— start Exercise material —
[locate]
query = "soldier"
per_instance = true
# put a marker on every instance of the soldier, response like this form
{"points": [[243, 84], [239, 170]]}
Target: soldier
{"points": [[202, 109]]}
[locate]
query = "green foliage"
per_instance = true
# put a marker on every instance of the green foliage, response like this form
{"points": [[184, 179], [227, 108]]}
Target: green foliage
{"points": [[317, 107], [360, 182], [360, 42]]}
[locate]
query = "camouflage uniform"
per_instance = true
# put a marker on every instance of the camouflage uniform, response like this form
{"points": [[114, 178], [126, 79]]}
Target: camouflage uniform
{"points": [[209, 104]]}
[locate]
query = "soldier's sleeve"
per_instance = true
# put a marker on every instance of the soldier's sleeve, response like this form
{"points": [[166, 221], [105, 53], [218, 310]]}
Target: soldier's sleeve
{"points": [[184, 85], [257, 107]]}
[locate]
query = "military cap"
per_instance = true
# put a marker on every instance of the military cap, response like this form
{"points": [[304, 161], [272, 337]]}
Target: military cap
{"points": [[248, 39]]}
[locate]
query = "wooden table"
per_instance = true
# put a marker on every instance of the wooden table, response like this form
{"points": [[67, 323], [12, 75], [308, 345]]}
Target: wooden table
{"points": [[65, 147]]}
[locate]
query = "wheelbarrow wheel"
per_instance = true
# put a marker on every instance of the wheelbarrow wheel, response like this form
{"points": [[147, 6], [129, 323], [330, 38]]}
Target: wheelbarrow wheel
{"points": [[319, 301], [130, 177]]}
— end Exercise material —
Stated problem: State how many lines in the data above contain the string "table". Case counts, so give only the number.

Answer for the task: 3